= WHAT THE TASK REQUIRES =
The listing that follows should be copied in full, exactly as written.

____ DATA TO EXAMINE

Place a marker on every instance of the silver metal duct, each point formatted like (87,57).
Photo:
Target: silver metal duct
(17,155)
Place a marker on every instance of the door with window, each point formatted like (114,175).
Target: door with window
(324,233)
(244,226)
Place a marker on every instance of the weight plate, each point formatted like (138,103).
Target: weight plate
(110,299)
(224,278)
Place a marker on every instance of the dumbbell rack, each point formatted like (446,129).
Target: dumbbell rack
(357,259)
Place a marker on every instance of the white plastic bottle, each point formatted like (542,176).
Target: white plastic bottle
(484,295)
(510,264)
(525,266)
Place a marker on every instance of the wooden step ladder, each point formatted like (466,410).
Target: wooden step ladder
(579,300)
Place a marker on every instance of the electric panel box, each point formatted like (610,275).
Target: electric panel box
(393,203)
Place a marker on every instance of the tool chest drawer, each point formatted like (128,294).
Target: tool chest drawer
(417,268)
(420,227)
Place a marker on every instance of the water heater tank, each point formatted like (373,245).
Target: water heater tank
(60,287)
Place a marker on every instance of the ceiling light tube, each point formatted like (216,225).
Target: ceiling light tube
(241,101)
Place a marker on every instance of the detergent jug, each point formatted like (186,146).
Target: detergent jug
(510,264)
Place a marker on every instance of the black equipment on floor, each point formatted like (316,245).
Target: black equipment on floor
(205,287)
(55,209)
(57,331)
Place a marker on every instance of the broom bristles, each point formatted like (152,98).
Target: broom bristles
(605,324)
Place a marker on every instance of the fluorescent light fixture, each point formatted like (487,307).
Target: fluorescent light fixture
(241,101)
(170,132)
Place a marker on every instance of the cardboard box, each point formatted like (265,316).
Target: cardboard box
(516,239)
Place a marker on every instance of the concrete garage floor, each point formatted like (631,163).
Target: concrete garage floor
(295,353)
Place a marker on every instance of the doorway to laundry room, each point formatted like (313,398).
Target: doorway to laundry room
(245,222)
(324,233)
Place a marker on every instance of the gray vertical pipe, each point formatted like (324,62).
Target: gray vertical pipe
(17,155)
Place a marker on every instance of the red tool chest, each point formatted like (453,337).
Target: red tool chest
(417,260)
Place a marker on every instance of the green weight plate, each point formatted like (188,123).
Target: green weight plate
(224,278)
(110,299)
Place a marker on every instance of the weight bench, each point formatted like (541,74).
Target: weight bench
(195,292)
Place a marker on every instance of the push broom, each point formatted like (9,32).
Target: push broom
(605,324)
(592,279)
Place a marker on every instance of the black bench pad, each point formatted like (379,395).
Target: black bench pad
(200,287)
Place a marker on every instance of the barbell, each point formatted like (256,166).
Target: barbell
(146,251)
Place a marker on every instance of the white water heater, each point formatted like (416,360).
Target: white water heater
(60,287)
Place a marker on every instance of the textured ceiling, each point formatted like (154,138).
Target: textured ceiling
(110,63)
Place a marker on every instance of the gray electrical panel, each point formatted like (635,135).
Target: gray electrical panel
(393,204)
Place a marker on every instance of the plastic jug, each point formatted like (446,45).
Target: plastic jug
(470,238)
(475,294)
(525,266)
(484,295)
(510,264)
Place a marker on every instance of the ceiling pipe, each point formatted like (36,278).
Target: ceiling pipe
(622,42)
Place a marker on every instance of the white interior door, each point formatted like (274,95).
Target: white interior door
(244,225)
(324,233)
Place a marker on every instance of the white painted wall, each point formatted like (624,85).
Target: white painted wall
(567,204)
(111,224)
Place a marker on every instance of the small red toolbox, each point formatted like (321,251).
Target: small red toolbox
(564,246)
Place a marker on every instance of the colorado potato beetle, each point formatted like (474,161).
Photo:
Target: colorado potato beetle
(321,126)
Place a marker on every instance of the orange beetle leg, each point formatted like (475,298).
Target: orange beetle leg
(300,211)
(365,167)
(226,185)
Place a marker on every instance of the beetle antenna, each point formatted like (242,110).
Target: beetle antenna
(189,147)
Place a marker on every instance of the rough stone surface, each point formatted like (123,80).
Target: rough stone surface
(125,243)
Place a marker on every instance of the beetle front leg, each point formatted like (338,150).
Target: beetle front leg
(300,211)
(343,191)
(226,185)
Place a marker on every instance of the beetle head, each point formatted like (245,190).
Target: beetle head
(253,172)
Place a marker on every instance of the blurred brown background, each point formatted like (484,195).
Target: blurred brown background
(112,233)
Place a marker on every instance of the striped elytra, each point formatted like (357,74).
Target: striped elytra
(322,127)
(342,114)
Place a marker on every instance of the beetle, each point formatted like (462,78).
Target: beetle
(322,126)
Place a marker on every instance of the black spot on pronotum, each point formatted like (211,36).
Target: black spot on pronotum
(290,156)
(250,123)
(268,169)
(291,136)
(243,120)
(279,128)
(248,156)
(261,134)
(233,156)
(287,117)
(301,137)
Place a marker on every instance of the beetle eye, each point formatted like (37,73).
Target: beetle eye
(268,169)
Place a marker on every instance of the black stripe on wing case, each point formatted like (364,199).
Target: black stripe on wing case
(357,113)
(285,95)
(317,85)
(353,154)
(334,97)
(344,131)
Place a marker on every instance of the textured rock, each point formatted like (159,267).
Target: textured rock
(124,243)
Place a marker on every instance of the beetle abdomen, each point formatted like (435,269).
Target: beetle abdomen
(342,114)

________

= RESPONSE BOX =
Place a marker on every instance of the silver metal duct, each point formatted like (87,57).
Photo:
Target: silver metal duct
(17,155)
Place a marker on every instance of the door with window, each point formatted like (114,175).
Target: door with window
(324,233)
(244,226)
Place a marker on every instance of the weight plate, each point formatted like (138,103).
Target: weight plate
(110,299)
(224,278)
Place a marker on every instance of the dumbbell rack, each point formatted like (446,129).
Target: dumbbell rack
(357,259)
Place a marker on every instance of the white plastic bottle, each point formatted like (542,176).
Target: white plastic bottle
(484,295)
(510,264)
(525,266)
Place a marker on every instance of the wooden step ladder, each point formatted like (466,410).
Target: wooden step ladder
(579,300)
Place a marker on every instance of the electric panel box, each point formatted like (610,275).
Target: electric panel box
(393,203)
Place a marker on every instance of the tool chest drawer, each point formatted like (128,294).
Target: tool chest drawer
(417,268)
(420,227)
Place a marker on every instance of the water heater tank, each point formatted like (373,245).
Target: water heater tank
(60,287)
Place a marker on every instance of the ceiling light tube, each point formatted like (216,225).
Target: ceiling light tube
(241,101)
Place a marker on every instance of the detergent jug, each point formatted like (186,146).
Target: detergent jug
(510,264)
Place a marker on every instance of the black equipment on floor, each point formatted like (316,245).
Target: black equipment on floor
(205,287)
(55,209)
(57,331)
Place a marker on every instance of the broom bristles, each point formatted like (152,98).
Target: broom bristles
(605,324)
Place a marker on every instance of the fluorescent light fixture, each point formatted like (487,307).
Target: fluorescent light fixture
(241,101)
(170,132)
Place a marker on every instance of the cardboard box, each point formatted like (265,316).
Target: cardboard box
(516,239)
Place a marker on every instance of the concrete garage floor, each point formatted like (631,163).
Target: concrete garage floor
(295,353)
Place a marker on every instance of the doorway to laundry room, each point formatted like (313,398).
Target: doorway to laundry room
(245,222)
(324,233)
Place a marker on every instance of the gray vertical pipe, each point formatted like (324,62).
Target: gray vertical pipe
(17,155)
Place a marker on every instance of the red tool chest, each point formatted like (453,337).
Target: red tool chest
(417,260)
Place a marker on every instance of the green weight plate, each point formatted like (188,123).
Target: green weight plate
(224,278)
(110,299)
Place a marker on every instance of the weight bench, each point formatted like (541,74).
Target: weight bench
(195,292)
Place a marker on every instance of the push broom, each point formatted like (9,32).
Target: push broom
(605,324)
(592,279)
Place a marker on every instance of the black bench pad, each point formatted like (379,395).
Target: black bench pad
(200,287)
Place a marker on every instance of the barbell, each point formatted like (256,166).
Target: barbell
(146,251)
Place a marker on every instance of the white water heater, each point formatted like (416,360).
Target: white water heater
(60,287)
Place a marker on every instance of the textured ceiling, each point formatted like (154,138).
Target: textured ceiling
(110,63)
Place a marker on every instance of the gray electrical panel, each point formatted like (635,135).
Target: gray electrical panel
(393,204)
Place a marker on every instance of the plastic jug, each point formatted like (446,45).
Target: plastic jug
(470,238)
(475,294)
(525,266)
(484,295)
(510,264)
Place a marker on every instance of the ceiling pipe, each point formatted like (36,278).
Target: ceiling pipe
(622,42)
Place a marker on every instance of the white interior door, each point formatted like (274,95).
Target: white interior door
(244,225)
(324,233)
Place a marker on every instance of the white painted wall, each point formatted like (624,85).
Target: white painted wall
(567,204)
(111,224)
Place a marker on every instance of the small red toolbox, each point formatted like (321,251).
Target: small red toolbox
(564,246)
Place a marker on every instance of the colorado potato beetle, each point formatted like (474,161).
Photo:
Target: colorado potato beetle
(321,126)
Place a marker on every instance of the orange beetle leg, each point formatted like (475,298).
Target: orange beetle leg
(300,211)
(365,167)
(226,185)
Place a marker on every instance of the beetle antenna, each point formatted like (242,110).
Target: beetle antenna
(189,147)
Place a marker on every instance of the rough stone surface, each point formatted like (123,80).
Target: rough stone surface
(125,243)
Place a marker on every instance of the beetle front leg, each point formatted like (338,150).
Target: beetle front leg
(300,211)
(343,191)
(226,185)
Place a marker on every instance of the beetle head, each point formatted like (245,190).
Target: beetle head
(253,172)
Place a marker on every instance of the blurred brown background, each point formatted like (484,195).
Target: blurred brown background
(112,233)
Place a marker on every instance of the striped elytra, each point formatted like (357,74).
Target: striped elytra
(322,127)
(342,114)
Place a marker on every instance of the beetle, each point formatted like (462,78).
Target: beetle
(322,126)
Place a marker on every instance of the black spot on pronotum, each point formatted like (211,36).
Target: black spot on pronotum
(290,156)
(250,123)
(268,169)
(291,136)
(243,120)
(279,128)
(248,156)
(261,134)
(233,156)
(287,117)
(301,137)
Place a marker on every instance of the beetle eye, each point formatted like (37,73).
Target: beetle eye
(268,169)
Place a marker on every instance of the black stripe on wing case, each point formatted like (364,199).
Target: black stripe on wing case
(357,113)
(285,95)
(317,85)
(353,154)
(334,97)
(344,131)
Place a marker on every instance of the textured rock, each point formatted like (159,267).
Target: textured rock
(124,243)
Place a marker on every instance of the beetle abdomen, each point formatted like (435,269).
Target: beetle abdomen
(342,114)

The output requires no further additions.